[[ Data listing open ]]

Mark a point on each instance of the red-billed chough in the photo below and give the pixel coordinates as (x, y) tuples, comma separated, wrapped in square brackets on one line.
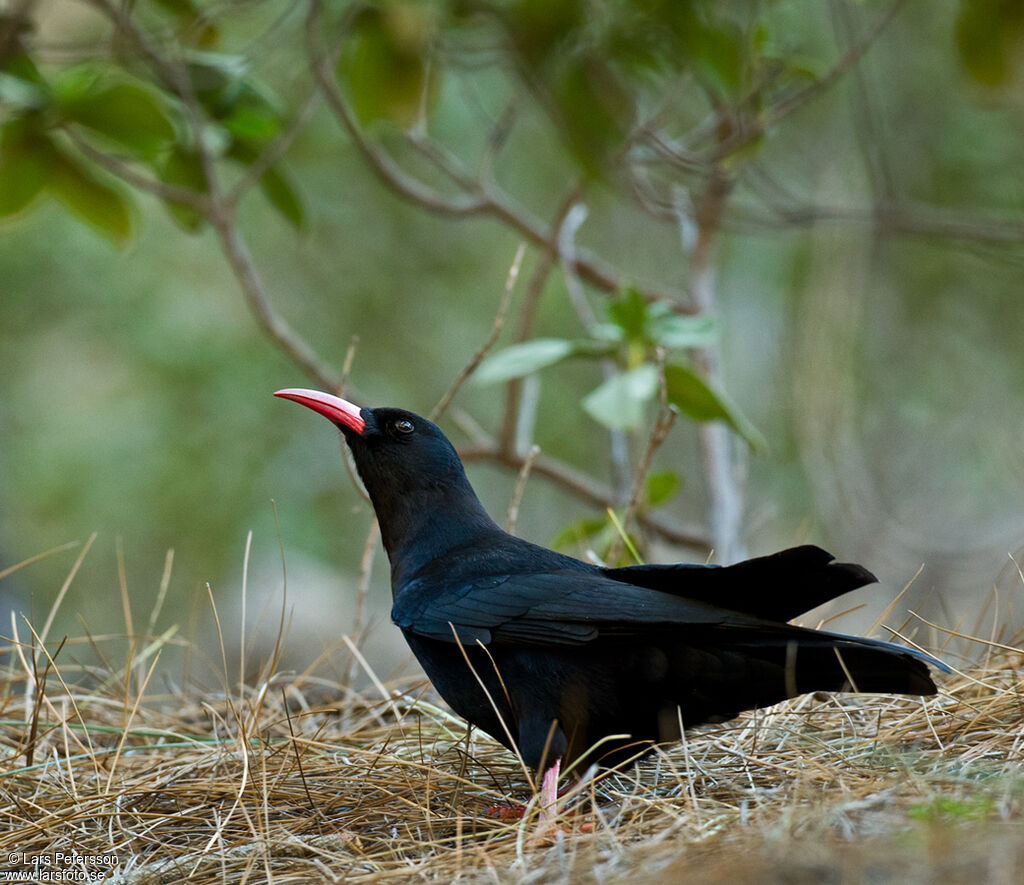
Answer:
[(572, 662)]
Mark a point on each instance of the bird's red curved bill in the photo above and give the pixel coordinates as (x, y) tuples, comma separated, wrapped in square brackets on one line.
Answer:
[(333, 408)]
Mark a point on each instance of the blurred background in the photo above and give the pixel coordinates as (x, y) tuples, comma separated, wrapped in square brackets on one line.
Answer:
[(828, 198)]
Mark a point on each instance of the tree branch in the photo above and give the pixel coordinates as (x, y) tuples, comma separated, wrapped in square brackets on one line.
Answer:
[(480, 200), (589, 491)]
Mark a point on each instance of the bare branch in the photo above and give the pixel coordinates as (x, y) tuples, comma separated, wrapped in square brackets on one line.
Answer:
[(795, 102), (256, 297), (658, 431), (589, 491), (273, 152), (120, 169), (482, 199), (484, 348)]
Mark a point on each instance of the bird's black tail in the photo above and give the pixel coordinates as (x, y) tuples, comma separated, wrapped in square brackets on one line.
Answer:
[(777, 587), (771, 665)]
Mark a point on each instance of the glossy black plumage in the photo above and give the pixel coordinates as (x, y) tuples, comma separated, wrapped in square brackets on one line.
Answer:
[(552, 655)]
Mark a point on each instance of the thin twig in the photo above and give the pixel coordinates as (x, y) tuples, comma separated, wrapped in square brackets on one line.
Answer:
[(659, 430), (484, 199), (274, 151), (484, 348), (520, 488), (586, 489)]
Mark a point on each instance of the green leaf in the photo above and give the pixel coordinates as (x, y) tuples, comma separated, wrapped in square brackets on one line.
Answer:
[(26, 159), (252, 124), (92, 200), (595, 111), (619, 402), (273, 183), (718, 56), (658, 488), (629, 312), (124, 113), (677, 331), (283, 197), (692, 395), (525, 359), (185, 169), (990, 39), (385, 64), (578, 531), (22, 94)]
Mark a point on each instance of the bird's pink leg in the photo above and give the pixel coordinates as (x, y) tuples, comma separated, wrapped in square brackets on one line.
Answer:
[(549, 792)]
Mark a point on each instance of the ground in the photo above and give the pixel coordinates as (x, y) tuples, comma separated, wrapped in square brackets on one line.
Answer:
[(296, 778)]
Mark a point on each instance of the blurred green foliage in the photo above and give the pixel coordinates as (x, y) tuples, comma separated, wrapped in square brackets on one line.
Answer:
[(867, 262)]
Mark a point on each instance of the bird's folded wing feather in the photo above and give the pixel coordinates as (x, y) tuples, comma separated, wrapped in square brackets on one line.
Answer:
[(778, 587), (569, 607), (553, 607)]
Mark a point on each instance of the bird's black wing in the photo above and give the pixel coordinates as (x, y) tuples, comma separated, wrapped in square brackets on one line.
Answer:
[(777, 587), (571, 607), (560, 607)]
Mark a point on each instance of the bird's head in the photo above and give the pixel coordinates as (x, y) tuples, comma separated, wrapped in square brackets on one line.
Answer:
[(411, 470)]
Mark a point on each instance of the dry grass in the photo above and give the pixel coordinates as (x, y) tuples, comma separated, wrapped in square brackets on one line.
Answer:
[(296, 778)]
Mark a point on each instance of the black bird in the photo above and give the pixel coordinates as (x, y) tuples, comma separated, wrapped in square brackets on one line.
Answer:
[(564, 661)]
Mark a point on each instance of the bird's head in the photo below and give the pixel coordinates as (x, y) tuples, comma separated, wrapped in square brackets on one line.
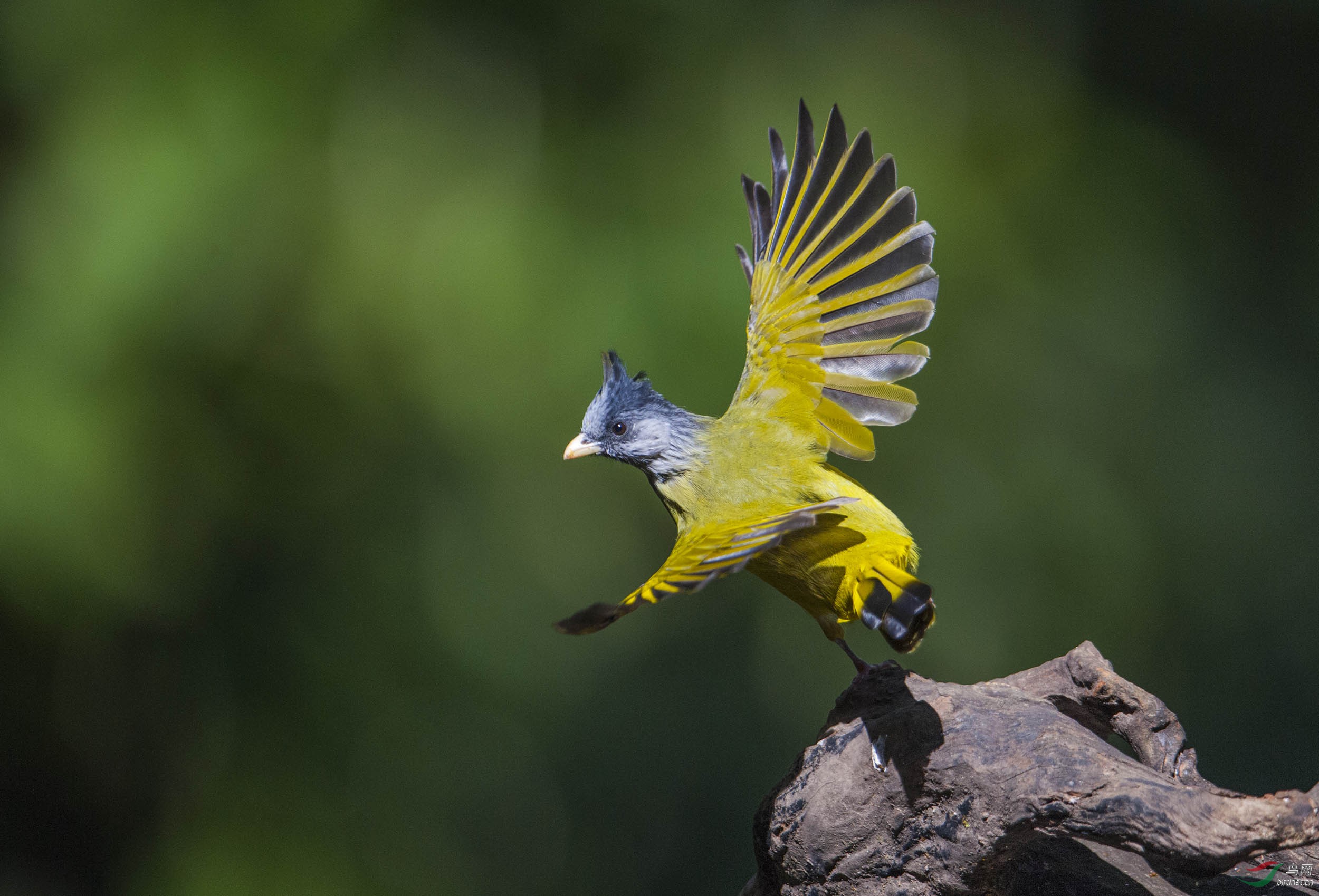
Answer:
[(631, 422)]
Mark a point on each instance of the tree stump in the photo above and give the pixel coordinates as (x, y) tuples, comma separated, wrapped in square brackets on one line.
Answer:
[(1011, 787)]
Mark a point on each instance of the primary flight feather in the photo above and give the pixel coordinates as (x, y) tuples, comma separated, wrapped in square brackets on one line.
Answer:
[(840, 278)]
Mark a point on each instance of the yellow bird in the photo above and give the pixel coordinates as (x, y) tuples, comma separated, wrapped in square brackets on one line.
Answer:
[(839, 277)]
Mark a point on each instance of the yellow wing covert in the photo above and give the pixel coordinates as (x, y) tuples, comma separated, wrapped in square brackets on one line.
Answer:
[(839, 280), (701, 556)]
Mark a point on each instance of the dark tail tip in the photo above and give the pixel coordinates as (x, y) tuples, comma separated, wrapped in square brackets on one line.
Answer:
[(903, 621), (595, 617)]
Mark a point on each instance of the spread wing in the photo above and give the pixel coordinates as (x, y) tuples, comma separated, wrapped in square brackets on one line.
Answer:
[(701, 556), (839, 280)]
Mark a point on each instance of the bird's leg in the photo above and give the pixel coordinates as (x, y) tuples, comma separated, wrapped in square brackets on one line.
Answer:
[(862, 666)]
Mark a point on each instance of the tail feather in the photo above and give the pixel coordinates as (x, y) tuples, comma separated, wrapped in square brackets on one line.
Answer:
[(900, 606)]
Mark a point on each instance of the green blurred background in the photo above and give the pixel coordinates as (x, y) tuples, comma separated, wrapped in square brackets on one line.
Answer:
[(300, 303)]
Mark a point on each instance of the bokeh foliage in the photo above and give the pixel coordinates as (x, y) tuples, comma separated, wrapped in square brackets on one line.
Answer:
[(300, 303)]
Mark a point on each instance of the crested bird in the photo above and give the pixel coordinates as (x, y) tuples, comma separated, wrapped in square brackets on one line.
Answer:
[(840, 278)]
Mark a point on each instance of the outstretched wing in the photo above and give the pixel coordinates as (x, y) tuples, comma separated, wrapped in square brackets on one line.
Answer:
[(700, 558), (839, 280)]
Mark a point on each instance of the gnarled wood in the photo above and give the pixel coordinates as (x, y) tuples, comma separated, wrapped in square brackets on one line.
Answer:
[(1011, 787)]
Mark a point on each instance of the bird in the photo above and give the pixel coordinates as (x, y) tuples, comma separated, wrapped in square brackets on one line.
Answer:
[(840, 278)]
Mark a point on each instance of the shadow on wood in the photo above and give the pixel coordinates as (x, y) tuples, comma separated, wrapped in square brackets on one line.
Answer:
[(1011, 787)]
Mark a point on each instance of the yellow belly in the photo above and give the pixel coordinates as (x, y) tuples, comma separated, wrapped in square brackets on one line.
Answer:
[(830, 569)]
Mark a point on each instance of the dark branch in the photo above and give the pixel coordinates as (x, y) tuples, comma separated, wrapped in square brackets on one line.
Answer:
[(1011, 787)]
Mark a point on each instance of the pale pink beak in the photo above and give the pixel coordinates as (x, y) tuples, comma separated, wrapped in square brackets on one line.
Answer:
[(579, 447)]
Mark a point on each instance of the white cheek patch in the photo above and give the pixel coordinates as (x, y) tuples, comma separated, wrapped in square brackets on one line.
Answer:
[(649, 437)]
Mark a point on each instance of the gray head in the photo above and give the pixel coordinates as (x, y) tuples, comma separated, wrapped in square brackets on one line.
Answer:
[(631, 422)]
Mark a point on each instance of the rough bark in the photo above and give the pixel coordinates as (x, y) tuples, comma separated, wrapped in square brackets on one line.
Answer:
[(1011, 787)]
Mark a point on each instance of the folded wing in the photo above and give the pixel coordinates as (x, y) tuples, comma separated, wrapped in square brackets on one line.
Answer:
[(840, 277), (701, 556)]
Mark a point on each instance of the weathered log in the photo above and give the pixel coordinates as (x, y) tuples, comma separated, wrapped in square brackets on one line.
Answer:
[(1011, 787)]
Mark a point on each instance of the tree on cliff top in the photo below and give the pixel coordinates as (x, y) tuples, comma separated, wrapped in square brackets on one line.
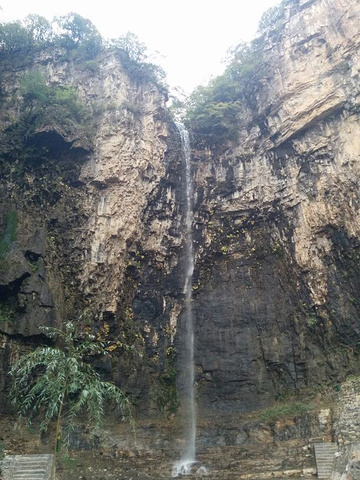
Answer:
[(58, 384)]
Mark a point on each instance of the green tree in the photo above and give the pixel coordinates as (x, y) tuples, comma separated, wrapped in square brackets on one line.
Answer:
[(79, 32), (134, 56), (38, 28), (13, 37), (58, 383)]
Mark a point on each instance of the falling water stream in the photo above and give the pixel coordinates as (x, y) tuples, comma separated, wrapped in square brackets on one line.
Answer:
[(184, 466)]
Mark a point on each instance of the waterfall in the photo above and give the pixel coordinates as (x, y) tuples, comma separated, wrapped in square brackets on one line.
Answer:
[(188, 404)]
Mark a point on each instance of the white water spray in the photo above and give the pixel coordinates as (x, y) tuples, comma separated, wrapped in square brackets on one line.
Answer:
[(185, 466)]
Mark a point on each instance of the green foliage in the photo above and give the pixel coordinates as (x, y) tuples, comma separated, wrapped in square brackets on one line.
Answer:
[(79, 32), (290, 409), (38, 29), (13, 37), (42, 105), (59, 384), (214, 111), (167, 395)]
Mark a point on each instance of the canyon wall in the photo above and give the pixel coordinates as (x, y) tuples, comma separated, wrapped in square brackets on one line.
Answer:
[(95, 229), (277, 299)]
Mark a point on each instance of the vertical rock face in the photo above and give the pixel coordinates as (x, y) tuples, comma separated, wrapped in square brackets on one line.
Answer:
[(93, 229), (277, 298)]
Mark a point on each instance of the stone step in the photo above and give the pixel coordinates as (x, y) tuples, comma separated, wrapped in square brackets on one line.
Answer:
[(325, 457), (27, 467)]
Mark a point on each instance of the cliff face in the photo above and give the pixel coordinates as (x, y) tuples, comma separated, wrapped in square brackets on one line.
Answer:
[(94, 230), (81, 213), (278, 220)]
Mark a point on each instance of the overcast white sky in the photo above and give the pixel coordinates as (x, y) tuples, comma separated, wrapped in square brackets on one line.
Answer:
[(192, 36)]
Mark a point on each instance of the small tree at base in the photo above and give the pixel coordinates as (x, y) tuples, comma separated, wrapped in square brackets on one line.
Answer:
[(57, 383)]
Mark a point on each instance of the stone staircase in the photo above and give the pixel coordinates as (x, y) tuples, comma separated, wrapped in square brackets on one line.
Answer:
[(27, 467)]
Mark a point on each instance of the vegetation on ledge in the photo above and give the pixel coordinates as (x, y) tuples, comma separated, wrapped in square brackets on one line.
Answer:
[(213, 112)]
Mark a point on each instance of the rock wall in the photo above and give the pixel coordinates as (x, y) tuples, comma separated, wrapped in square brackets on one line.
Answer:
[(277, 298)]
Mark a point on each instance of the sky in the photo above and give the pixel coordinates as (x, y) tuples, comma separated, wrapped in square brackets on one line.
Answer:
[(190, 36)]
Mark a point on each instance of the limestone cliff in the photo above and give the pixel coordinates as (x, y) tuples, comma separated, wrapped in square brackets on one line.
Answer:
[(277, 303), (93, 227)]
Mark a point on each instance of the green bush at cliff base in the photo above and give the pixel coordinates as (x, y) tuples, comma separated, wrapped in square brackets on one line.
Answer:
[(280, 410), (59, 384)]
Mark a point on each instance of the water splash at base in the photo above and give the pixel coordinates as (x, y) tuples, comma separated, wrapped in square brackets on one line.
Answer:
[(188, 467)]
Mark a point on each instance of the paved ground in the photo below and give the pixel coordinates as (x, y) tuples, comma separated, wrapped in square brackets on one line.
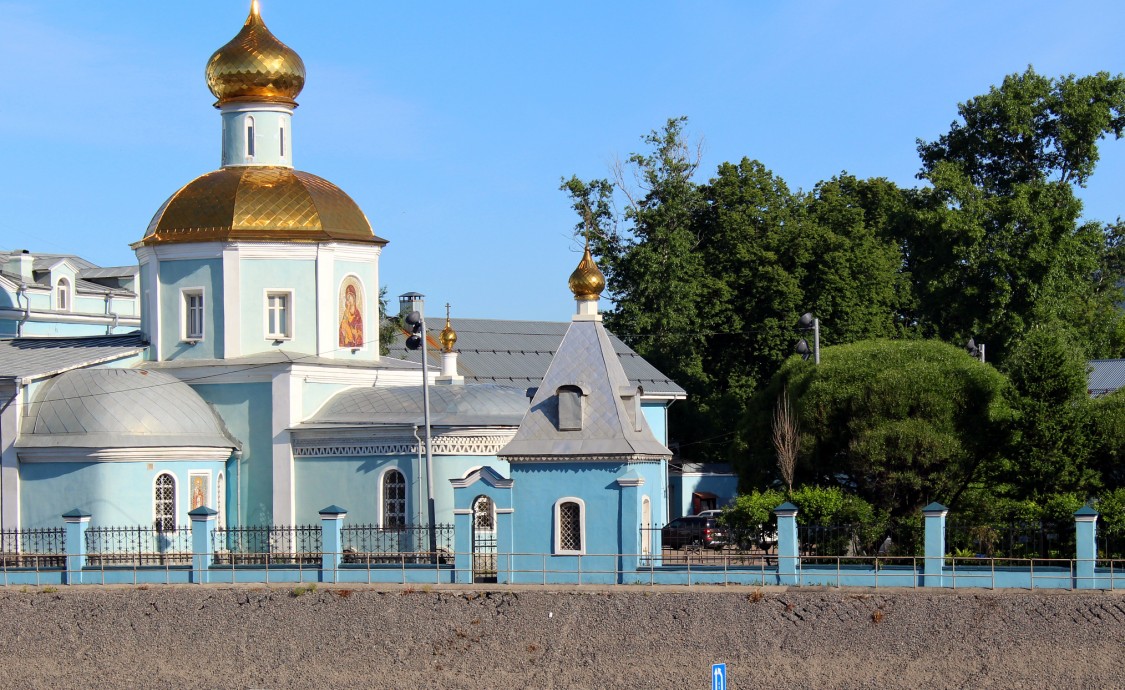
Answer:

[[ Data listing closed ]]

◆ Try it
All the lines that hold the word "background" must appear in the answer, copied from the records.

◆ Written solution
Mark a point on each instance of the blurred background in the photo above and give the pixel coordinates as (x, y) tuples, comma separated, wrapped in square brackets on one line.
Mark a point on each instance of the green blurred background in the photo above and give the pixel coordinates as (x, y) tuples, comma separated, wrapped in square brackets on one line.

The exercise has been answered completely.